EXERCISE GOAL: Lay out every line of the rows below as a numbered list, skipping blank lines. Omit the pictures.
** START OF PROVIDED ENTRIES **
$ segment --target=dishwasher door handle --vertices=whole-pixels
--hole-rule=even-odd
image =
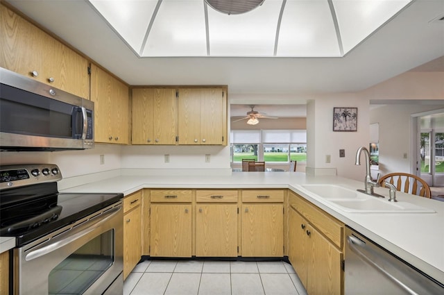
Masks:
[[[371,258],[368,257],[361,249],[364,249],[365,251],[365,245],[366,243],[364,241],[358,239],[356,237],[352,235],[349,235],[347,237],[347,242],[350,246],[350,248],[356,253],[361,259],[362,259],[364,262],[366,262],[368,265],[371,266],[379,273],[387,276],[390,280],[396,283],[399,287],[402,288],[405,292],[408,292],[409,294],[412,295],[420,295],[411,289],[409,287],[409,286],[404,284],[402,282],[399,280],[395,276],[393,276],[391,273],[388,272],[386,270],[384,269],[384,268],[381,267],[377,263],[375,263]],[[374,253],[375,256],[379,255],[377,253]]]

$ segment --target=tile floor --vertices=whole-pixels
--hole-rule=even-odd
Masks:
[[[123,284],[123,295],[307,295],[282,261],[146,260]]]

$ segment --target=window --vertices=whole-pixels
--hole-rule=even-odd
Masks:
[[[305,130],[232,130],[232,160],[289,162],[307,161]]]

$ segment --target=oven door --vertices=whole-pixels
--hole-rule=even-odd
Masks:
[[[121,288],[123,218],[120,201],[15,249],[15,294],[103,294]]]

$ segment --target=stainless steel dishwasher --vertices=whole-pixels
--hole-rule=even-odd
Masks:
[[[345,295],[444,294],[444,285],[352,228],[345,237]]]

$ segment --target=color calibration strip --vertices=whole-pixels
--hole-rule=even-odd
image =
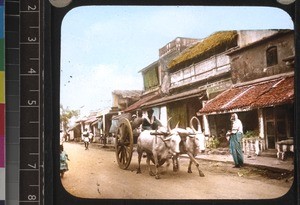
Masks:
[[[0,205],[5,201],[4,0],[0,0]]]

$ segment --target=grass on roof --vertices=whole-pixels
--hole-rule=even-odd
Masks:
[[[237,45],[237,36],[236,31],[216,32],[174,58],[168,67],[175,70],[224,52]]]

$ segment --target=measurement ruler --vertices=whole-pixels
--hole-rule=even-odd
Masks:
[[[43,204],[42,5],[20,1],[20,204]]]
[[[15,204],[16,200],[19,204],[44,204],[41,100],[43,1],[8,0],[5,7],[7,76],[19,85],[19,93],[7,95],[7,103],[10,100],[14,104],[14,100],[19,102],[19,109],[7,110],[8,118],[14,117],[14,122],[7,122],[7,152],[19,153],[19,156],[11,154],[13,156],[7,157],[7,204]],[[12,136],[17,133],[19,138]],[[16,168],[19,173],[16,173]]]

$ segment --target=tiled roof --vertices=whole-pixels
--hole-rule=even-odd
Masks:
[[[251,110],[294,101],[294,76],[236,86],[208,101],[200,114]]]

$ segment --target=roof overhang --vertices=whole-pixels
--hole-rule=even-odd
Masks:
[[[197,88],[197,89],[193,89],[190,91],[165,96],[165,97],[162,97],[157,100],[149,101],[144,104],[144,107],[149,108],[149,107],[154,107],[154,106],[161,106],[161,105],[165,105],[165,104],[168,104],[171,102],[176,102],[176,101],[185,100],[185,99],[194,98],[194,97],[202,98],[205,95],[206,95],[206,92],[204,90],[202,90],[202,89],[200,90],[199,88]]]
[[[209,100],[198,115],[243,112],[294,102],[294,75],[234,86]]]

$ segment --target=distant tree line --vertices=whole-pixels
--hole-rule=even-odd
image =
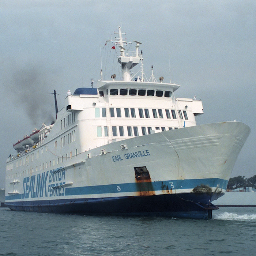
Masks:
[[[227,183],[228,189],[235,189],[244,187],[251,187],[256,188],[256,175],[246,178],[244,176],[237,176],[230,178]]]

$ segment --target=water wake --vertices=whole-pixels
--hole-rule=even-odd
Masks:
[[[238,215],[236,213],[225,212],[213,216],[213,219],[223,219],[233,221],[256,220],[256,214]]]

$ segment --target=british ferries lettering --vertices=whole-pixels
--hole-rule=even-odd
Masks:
** END OF PROVIDED ENTRIES **
OUTPUT FOR THIS TASK:
1. $ segment --target=dishwasher door handle --vertices=whole-pixels
2. --hole-rule=even-odd
3. image =
4. Masks:
5. [[[371,258],[368,257],[361,249],[364,249],[365,251],[365,245],[366,243],[364,241],[358,239],[356,237],[352,235],[349,235],[347,237],[347,242],[350,246],[350,248],[356,253],[361,259],[362,259],[364,262],[366,262],[368,265],[371,266],[379,273],[387,276],[390,280],[396,283],[399,287],[402,288],[405,292],[408,292],[409,294],[412,295],[420,295],[411,289],[409,287],[409,286],[404,284],[402,282],[399,280],[395,276],[393,276],[391,273],[388,272],[386,270],[384,269],[384,268],[381,267],[377,263],[375,263]],[[374,253],[375,256],[379,255],[377,253]]]
6. $ segment --target=tile floor --vertices=whole-pixels
7. --hole-rule=even-odd
8. Masks:
9. [[[123,284],[123,295],[307,295],[282,261],[146,260]]]
10. $ segment --target=window --vertices=whole-pixels
11. --hole-rule=even-odd
12. Masks:
13. [[[305,130],[232,130],[232,160],[289,162],[307,161]]]
14. $ segment --target=oven door --vertices=whole-pixels
15. --hole-rule=even-odd
16. Masks:
17. [[[121,288],[123,218],[120,201],[15,249],[15,294],[103,294]]]
18. $ segment --target=stainless steel dishwasher --vertices=whole-pixels
19. --hole-rule=even-odd
20. Masks:
21. [[[345,295],[444,294],[444,285],[352,228],[345,237]]]
22. $ segment --target=color calibration strip --vertices=whole-pixels
23. --hole-rule=even-odd
24. image =
25. Masks:
26. [[[0,205],[5,201],[4,0],[0,0]]]
27. $ segment --target=grass on roof --vertices=whole-pixels
28. --hole-rule=even-odd
29. Masks:
30. [[[237,45],[237,36],[236,31],[216,32],[174,58],[168,67],[175,70],[224,52]]]
31. $ segment --target=measurement ruler --vertices=whole-pixels
32. --hole-rule=even-odd
33. Masks:
34. [[[43,204],[42,5],[20,1],[20,204]]]
35. [[[15,204],[16,200],[19,204],[44,204],[41,100],[43,1],[8,0],[5,7],[7,76],[19,85],[19,93],[7,95],[7,103],[10,100],[14,104],[14,100],[19,102],[19,109],[7,110],[8,118],[14,117],[14,122],[7,122],[7,152],[19,153],[19,156],[11,154],[13,156],[7,157],[7,204]],[[12,136],[17,133],[19,138]],[[16,168],[19,173],[16,173]]]
36. $ segment --target=tiled roof --vertices=whole-pixels
37. --hole-rule=even-odd
38. Masks:
39. [[[251,110],[294,101],[294,76],[236,86],[208,101],[200,114]]]
40. $ segment --target=roof overhang --vertices=whole-pixels
41. --hole-rule=even-odd
42. Masks:
43. [[[197,88],[197,89],[193,89],[190,91],[165,96],[165,97],[162,97],[157,100],[149,101],[144,104],[144,107],[149,108],[149,107],[154,107],[154,106],[161,106],[161,105],[165,105],[165,104],[168,104],[171,102],[176,102],[176,101],[185,100],[185,99],[194,98],[194,97],[202,98],[205,95],[206,95],[206,92],[204,90],[202,90],[202,89],[200,90],[199,88]]]
44. [[[209,100],[198,115],[243,112],[294,102],[294,75],[234,86]]]
45. $ segment --target=distant tree line --vertices=whole-pixels
46. --hole-rule=even-odd
47. image =
48. Masks:
49. [[[227,183],[228,189],[235,189],[244,187],[251,187],[256,188],[256,175],[246,178],[244,176],[237,176],[230,178]]]
50. $ segment --target=water wake --vertices=whole-pixels
51. --hole-rule=even-odd
52. Masks:
53. [[[238,215],[236,213],[225,212],[213,216],[213,219],[223,219],[233,221],[256,220],[256,214]]]
54. $ segment --target=british ferries lettering --vertices=whole-pixels
55. --hole-rule=even-odd
56. Masks:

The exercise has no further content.